* **Written request**: Starting with the line that contains "For every instance of the green foliage, locate", set down each line through the end of the entries below, exactly and with nothing added.

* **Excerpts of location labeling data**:
==============================

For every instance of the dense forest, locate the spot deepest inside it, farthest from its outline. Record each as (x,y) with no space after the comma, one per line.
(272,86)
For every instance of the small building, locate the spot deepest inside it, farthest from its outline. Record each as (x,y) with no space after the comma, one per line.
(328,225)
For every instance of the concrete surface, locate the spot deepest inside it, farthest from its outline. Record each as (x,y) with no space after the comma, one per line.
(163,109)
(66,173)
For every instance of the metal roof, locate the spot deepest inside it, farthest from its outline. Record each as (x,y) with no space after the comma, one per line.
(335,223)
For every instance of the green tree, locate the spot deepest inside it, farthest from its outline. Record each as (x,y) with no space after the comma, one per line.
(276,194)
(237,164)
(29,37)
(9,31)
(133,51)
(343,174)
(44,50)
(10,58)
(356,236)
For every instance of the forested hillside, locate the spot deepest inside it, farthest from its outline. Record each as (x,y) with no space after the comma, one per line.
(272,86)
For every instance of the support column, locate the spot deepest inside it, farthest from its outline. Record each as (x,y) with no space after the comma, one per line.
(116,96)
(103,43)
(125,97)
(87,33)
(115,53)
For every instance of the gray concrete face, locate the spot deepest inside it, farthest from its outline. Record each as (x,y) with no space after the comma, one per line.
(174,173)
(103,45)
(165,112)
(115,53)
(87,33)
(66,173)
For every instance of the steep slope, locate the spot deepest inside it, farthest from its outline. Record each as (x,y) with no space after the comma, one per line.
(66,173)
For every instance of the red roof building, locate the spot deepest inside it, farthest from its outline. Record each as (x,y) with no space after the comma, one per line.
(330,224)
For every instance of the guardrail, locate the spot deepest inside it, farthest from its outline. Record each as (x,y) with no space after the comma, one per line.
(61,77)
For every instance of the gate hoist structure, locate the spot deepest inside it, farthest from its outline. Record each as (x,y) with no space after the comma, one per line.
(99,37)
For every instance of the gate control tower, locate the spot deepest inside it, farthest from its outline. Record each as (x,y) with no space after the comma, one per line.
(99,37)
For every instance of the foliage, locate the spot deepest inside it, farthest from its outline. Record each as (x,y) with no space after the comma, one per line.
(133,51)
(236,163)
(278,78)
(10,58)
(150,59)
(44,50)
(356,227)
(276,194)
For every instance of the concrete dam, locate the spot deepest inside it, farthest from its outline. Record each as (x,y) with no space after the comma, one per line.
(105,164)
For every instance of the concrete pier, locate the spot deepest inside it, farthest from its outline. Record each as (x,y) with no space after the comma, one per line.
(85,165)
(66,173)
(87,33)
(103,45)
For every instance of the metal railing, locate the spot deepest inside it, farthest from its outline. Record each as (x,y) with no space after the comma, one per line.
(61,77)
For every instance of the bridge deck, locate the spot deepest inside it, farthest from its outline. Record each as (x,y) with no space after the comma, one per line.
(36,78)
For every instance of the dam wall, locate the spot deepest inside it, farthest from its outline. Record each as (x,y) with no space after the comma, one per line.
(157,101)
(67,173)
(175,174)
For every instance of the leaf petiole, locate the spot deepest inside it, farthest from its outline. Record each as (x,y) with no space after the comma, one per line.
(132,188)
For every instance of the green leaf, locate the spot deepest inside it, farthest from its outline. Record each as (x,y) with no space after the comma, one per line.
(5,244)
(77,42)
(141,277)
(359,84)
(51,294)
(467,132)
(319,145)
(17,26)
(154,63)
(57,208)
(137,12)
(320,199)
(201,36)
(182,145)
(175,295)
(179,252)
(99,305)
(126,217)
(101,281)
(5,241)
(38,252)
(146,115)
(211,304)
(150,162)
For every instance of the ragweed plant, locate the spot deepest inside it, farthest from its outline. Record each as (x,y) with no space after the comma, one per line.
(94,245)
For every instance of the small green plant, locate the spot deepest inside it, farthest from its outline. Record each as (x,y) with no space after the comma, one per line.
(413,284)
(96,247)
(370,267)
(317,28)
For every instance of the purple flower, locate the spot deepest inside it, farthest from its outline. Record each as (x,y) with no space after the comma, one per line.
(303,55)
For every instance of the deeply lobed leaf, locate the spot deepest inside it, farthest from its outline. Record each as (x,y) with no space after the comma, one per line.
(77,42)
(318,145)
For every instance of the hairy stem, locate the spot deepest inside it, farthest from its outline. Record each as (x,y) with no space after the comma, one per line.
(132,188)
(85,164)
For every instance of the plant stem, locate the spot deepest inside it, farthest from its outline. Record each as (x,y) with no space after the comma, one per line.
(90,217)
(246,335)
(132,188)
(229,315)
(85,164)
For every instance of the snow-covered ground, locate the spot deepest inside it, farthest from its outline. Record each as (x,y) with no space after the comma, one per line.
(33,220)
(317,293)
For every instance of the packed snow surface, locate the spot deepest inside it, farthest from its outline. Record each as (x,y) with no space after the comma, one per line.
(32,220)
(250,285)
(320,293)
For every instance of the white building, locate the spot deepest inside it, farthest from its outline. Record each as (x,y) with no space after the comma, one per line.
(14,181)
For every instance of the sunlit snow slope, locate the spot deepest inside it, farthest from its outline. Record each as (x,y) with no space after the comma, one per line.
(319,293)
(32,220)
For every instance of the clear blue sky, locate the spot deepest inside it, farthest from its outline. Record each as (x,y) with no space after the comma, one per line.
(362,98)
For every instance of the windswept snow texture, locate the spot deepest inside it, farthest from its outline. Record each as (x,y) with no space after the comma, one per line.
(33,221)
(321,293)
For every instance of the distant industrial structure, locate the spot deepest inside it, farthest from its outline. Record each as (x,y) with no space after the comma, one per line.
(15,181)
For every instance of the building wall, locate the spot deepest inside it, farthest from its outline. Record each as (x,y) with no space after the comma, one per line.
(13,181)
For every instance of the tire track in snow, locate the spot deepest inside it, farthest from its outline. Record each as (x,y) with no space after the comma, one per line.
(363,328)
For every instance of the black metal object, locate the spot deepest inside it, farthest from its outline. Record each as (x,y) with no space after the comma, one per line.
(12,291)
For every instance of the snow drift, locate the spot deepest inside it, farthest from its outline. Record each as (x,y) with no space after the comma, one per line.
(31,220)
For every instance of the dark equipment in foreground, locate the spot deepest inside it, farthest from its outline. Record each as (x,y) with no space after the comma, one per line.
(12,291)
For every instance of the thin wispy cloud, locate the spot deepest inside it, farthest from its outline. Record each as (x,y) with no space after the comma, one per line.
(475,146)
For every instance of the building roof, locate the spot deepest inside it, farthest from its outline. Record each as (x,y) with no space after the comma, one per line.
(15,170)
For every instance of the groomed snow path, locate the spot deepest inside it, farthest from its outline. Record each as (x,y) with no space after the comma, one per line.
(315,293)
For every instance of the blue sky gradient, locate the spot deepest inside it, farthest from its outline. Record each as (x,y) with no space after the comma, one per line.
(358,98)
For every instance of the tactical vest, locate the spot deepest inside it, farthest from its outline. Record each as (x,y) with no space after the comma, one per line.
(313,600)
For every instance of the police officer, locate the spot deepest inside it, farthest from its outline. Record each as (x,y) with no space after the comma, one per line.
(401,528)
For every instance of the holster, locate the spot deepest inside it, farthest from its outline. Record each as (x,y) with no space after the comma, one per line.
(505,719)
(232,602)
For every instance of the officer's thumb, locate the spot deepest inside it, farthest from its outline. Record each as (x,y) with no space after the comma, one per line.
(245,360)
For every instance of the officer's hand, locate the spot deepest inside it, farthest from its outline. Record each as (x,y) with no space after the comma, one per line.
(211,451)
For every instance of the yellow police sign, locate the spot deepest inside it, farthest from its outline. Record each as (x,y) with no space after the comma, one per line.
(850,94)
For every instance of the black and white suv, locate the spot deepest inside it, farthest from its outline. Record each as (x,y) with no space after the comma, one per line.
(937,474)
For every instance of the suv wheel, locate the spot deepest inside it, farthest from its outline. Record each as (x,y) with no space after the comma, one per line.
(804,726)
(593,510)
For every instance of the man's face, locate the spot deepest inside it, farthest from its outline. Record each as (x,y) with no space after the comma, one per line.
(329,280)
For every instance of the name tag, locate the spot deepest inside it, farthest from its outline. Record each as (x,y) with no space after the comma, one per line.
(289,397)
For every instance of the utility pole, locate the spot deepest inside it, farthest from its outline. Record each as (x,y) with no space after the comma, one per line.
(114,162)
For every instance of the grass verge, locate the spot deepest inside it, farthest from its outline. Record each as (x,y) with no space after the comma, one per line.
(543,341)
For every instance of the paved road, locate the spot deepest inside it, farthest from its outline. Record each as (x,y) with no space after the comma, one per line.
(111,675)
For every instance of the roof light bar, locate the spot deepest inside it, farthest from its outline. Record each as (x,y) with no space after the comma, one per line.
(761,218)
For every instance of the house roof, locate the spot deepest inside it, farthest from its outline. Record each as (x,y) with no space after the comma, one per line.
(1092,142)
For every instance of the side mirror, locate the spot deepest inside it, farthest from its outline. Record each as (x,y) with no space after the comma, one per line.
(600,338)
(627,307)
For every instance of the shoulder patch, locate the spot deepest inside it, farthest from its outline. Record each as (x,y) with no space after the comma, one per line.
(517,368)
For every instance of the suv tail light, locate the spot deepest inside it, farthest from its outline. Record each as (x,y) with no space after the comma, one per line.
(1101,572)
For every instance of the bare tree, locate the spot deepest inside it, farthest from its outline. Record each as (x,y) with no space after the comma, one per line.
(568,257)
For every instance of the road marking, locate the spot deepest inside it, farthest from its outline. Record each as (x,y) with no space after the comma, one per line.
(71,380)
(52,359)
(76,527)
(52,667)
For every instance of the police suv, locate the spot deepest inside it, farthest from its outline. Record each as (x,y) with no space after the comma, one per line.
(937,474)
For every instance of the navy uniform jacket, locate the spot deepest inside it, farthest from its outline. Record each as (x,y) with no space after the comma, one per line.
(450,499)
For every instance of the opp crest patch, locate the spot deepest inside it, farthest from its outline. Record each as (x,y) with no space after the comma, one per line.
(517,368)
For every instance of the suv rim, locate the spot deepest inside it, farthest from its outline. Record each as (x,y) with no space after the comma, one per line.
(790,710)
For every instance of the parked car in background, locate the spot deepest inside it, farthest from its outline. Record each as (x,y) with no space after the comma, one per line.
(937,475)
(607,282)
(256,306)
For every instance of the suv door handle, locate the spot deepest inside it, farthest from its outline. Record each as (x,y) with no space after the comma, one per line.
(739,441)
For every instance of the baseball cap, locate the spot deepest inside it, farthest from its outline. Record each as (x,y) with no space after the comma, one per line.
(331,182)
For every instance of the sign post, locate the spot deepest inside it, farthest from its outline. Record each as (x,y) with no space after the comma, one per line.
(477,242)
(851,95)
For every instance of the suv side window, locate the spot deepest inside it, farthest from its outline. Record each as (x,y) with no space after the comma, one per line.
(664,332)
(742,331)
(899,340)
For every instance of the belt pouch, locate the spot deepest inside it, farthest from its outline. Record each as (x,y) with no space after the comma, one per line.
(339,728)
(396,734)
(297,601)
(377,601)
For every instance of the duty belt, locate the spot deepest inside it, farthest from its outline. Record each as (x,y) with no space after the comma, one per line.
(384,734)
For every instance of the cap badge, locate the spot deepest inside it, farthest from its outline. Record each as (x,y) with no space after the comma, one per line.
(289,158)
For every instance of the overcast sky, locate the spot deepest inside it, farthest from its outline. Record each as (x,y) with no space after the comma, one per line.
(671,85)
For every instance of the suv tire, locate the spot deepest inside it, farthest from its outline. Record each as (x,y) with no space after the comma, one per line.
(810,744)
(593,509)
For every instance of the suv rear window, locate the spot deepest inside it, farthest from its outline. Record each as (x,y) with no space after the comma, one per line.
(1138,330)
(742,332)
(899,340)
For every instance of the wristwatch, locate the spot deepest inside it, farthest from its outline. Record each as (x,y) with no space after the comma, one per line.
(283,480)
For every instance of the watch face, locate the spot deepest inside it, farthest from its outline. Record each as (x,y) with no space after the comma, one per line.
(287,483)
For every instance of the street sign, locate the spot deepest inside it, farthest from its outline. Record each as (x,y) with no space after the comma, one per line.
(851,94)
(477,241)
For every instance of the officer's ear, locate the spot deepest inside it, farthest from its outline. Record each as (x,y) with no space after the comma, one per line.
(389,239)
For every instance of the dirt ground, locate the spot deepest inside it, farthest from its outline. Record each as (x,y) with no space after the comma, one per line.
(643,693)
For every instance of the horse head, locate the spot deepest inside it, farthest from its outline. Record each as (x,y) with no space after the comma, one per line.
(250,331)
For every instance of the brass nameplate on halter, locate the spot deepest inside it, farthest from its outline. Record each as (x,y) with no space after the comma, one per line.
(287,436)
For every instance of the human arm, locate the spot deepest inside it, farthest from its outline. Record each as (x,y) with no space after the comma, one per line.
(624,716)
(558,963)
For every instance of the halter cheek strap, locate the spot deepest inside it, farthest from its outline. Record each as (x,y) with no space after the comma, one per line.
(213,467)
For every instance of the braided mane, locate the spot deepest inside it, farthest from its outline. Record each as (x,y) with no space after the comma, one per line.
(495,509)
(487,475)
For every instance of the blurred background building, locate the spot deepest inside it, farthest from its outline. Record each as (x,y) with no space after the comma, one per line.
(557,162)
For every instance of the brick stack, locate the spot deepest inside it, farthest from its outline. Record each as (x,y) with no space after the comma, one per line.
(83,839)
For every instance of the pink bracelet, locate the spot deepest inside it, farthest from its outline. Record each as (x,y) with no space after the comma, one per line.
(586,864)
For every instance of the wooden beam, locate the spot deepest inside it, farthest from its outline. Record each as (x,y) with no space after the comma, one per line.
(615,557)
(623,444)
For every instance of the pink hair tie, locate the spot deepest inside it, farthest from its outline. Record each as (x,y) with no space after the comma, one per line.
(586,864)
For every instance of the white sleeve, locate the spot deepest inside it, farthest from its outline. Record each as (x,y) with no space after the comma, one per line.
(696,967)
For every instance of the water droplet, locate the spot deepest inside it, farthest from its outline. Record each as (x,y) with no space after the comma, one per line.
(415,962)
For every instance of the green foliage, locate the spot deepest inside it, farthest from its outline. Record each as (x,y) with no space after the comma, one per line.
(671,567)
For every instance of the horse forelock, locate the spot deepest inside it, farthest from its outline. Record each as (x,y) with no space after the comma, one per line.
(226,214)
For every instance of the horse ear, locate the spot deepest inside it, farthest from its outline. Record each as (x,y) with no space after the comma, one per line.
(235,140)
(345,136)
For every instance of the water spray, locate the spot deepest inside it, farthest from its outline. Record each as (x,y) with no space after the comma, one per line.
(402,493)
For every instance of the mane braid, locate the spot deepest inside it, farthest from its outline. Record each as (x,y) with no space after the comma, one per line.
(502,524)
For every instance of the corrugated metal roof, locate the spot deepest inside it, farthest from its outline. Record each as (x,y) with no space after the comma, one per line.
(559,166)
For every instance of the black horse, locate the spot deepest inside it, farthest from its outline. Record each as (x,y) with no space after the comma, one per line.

==============================

* **Solved problem**:
For every instance of the green foliage, locate the spot deepest inside it, farthest from its outline. Record each as (x,y) with no space after the comma, one per line.
(671,567)
For every instance of the horse forelock, locate the spot deepest inside it, farthest from its outline. Record each as (x,y) with no space after the comma, one per line.
(226,214)
For every instance of the horse ear, locate the spot deepest inside it, farthest from its outline. Record each as (x,y) with no space after the comma, one per line.
(235,140)
(345,136)
For every instance of the water spray, locate the spot deepest inside it, farthest from its outline. Record each as (x,y) with no space after the comma, one per line.
(402,493)
For every instance of the mane braid, locate the spot deepest inside it, farthest from its outline. Record each as (x,y) with no space after the comma, one per line.
(502,524)
For every instance of the corrugated metal roof, locate the spot deepest inside it, farthest from its outline. Record each as (x,y) with no space after the comma, one per line.
(559,166)
For every instance of the black horse, locate the spot deepest inside it, farthest from its outline. Record each as (x,y) with no space after the comma, one per line.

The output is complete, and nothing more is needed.